• _WHAT YOU SHOULD DO_
Copy, from the data below, every line that has "return" in it.
============
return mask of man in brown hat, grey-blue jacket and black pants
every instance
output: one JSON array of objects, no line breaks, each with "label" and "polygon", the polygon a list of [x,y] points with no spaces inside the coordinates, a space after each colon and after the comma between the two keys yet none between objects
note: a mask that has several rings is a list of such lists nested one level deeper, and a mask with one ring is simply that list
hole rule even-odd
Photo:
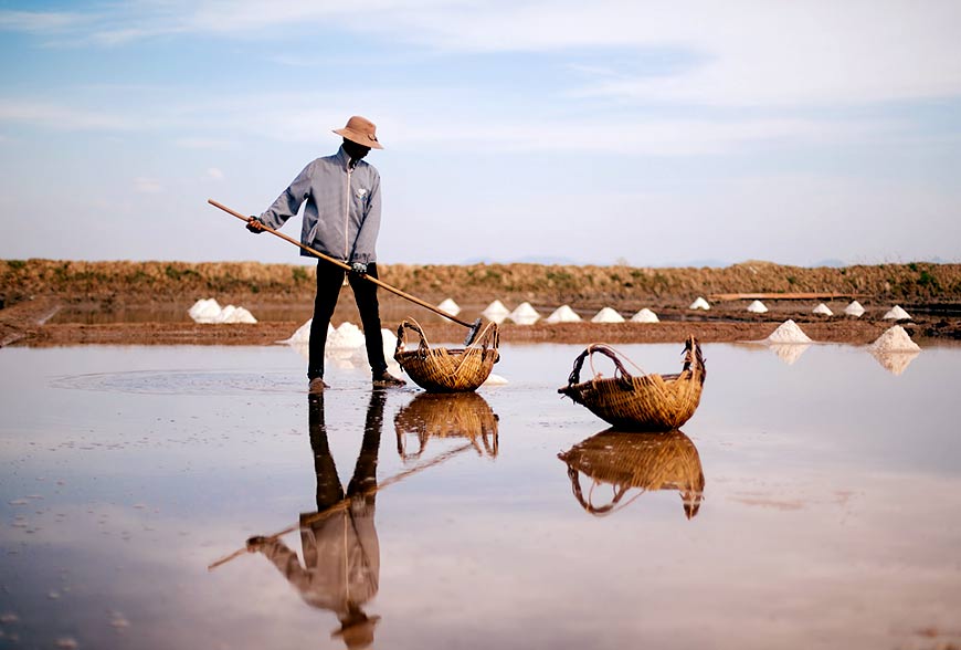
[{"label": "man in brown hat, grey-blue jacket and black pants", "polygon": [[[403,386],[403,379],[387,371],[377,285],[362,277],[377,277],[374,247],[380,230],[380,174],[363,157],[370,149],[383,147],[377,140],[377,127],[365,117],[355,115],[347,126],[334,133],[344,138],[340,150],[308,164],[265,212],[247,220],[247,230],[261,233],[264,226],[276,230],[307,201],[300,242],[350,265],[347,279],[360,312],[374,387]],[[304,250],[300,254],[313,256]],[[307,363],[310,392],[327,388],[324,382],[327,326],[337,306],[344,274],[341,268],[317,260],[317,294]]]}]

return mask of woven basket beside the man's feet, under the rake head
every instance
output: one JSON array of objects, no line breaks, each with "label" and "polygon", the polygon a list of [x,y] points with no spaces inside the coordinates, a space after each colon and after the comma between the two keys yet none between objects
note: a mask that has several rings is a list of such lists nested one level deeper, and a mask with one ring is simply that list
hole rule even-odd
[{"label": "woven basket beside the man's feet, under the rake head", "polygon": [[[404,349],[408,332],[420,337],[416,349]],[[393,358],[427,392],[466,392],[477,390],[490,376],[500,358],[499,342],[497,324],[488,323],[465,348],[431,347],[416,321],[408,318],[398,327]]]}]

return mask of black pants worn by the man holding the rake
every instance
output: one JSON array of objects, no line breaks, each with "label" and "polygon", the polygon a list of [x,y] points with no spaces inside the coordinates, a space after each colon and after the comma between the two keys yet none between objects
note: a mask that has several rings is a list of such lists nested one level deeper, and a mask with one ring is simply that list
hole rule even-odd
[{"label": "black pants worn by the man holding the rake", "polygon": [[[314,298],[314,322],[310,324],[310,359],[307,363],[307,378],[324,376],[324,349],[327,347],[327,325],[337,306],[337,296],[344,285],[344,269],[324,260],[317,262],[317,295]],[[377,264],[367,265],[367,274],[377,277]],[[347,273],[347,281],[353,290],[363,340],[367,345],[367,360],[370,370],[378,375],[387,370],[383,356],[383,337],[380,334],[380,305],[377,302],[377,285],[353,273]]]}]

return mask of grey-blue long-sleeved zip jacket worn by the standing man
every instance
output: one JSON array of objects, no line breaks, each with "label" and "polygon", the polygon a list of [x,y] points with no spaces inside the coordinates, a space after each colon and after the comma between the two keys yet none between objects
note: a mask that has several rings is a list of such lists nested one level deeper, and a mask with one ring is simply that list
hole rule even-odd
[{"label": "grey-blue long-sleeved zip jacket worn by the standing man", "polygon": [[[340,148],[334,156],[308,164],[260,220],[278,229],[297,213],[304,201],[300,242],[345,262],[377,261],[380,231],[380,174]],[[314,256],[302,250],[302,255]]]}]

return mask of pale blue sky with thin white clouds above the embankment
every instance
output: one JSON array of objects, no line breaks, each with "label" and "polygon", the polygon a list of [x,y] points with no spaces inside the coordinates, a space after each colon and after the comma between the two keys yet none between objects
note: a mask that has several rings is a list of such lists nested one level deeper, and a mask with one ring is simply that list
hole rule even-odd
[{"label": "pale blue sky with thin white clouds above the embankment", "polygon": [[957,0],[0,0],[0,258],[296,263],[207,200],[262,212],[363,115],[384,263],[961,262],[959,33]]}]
============
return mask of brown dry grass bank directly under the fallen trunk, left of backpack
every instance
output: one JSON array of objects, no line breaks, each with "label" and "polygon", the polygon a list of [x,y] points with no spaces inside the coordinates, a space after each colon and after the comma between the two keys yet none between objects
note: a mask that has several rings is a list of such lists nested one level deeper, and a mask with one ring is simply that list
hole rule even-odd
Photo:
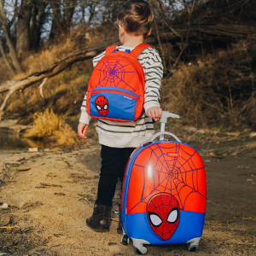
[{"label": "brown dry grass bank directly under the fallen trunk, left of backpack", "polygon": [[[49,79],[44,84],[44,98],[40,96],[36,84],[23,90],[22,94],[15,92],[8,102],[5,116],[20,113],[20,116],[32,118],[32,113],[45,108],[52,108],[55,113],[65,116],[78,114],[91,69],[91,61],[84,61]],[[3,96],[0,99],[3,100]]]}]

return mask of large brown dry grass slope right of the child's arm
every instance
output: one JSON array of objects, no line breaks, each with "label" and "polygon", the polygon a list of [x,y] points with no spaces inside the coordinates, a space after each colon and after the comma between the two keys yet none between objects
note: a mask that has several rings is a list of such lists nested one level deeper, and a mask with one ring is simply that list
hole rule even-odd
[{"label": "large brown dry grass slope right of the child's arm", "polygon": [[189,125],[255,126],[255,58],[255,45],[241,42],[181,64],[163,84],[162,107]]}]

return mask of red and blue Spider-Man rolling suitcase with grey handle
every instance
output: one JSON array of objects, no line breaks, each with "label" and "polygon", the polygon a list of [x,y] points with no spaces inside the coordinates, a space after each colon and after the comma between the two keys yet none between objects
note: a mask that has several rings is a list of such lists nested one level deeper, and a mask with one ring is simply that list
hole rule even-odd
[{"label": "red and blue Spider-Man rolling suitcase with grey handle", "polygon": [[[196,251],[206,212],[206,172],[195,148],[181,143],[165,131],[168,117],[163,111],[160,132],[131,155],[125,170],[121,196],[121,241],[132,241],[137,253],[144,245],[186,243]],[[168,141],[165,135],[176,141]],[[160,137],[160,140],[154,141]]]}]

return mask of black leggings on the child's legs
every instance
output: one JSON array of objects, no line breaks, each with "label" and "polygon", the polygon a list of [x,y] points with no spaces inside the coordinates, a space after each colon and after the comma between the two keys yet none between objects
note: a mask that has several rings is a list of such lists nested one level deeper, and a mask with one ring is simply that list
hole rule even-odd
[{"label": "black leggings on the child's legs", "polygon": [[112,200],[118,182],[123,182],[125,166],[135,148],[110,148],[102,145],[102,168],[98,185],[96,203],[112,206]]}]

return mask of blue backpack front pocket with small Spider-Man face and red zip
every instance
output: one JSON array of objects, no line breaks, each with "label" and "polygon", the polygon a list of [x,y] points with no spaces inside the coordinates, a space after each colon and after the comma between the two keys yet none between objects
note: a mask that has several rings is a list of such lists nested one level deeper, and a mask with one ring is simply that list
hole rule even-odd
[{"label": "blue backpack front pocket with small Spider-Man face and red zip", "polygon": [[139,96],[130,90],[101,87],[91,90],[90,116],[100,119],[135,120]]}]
============
• _TASK RESULT_
return mask of man in brown hat, grey-blue jacket and black pants
return mask of woven basket beside the man's feet, under the rake head
return mask of black pants worn by the man holding the rake
return mask of grey-blue long-sleeved zip jacket worn by the standing man
return mask of pale blue sky with thin white clouds above the embankment
return mask of brown dry grass bank directly under the fallen trunk, left of backpack
return mask of large brown dry grass slope right of the child's arm
return mask of red and blue Spider-Man rolling suitcase with grey handle
return mask of black leggings on the child's legs
return mask of blue backpack front pocket with small Spider-Man face and red zip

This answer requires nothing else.